Images for object localization:
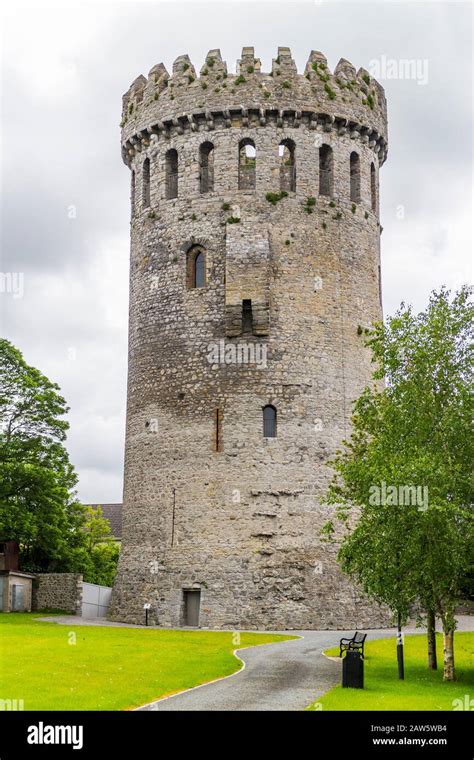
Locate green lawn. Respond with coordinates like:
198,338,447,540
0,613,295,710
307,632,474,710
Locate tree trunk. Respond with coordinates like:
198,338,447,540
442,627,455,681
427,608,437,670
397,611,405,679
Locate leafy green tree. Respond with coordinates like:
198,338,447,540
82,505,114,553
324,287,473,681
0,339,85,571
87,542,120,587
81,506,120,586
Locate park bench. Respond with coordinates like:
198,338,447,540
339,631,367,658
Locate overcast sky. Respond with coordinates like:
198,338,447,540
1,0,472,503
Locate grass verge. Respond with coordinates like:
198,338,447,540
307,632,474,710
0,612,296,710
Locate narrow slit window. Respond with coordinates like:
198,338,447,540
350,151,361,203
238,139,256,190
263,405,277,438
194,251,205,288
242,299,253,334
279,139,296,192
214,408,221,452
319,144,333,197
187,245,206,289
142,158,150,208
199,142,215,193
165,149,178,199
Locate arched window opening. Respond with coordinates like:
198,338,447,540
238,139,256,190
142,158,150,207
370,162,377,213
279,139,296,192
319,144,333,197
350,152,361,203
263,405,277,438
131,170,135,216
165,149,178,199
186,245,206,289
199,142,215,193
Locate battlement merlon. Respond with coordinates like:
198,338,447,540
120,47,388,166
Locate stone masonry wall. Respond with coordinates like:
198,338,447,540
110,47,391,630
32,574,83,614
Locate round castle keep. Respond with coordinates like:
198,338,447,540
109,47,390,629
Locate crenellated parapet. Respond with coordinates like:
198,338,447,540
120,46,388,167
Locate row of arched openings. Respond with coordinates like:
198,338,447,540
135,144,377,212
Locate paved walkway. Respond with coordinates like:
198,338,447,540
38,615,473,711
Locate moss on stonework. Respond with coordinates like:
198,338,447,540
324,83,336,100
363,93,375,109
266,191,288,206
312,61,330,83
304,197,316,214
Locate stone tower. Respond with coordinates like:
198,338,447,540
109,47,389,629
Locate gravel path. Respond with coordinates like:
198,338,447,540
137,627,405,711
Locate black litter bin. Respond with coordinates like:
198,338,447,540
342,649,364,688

--

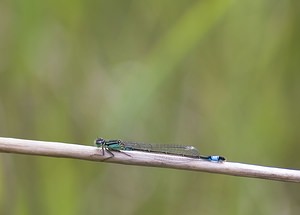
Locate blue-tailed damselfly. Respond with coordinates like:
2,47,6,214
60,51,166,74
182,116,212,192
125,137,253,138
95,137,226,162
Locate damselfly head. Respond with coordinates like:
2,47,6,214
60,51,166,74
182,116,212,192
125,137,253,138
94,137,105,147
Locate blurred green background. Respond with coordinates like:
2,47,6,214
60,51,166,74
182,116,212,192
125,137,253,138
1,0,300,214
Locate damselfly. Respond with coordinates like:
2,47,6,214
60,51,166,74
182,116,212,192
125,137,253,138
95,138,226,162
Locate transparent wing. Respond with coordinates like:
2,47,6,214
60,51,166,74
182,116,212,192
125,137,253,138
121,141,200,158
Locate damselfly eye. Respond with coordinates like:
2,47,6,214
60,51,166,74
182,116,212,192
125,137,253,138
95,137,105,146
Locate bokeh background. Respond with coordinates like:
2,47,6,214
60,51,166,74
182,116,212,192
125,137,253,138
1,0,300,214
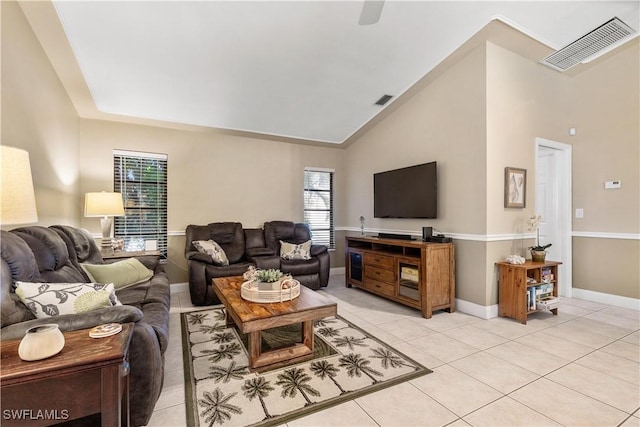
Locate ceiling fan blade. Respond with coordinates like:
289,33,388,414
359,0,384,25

**Assignment**: All that belongs in the answer is the run of lines above from the line containing "Locate green lawn." through the line containing "Locate narrow slit", exactly as written.

**Finished exercise**:
Locate green lawn. Respond with coordinates like:
198,338,447,540
0,613,295,710
307,632,474,710
Locate tree trunk. Respond with coordinates like:
198,338,447,540
442,627,455,681
427,608,437,670
397,611,405,679
Locate leafy green tree. Respond with coordinates like:
198,338,447,540
82,505,114,553
324,287,473,681
0,339,85,571
87,542,120,587
81,506,120,586
Locate park bench. Respond with coordinates like:
198,338,447,540
339,631,367,658
Locate overcast sky. Respond with coordinates like:
198,338,447,540
1,0,472,503
Locate grass verge. Respond with coordinates like:
198,338,447,540
307,632,474,710
0,612,296,710
Locate narrow slit window. Respond with coordinates like:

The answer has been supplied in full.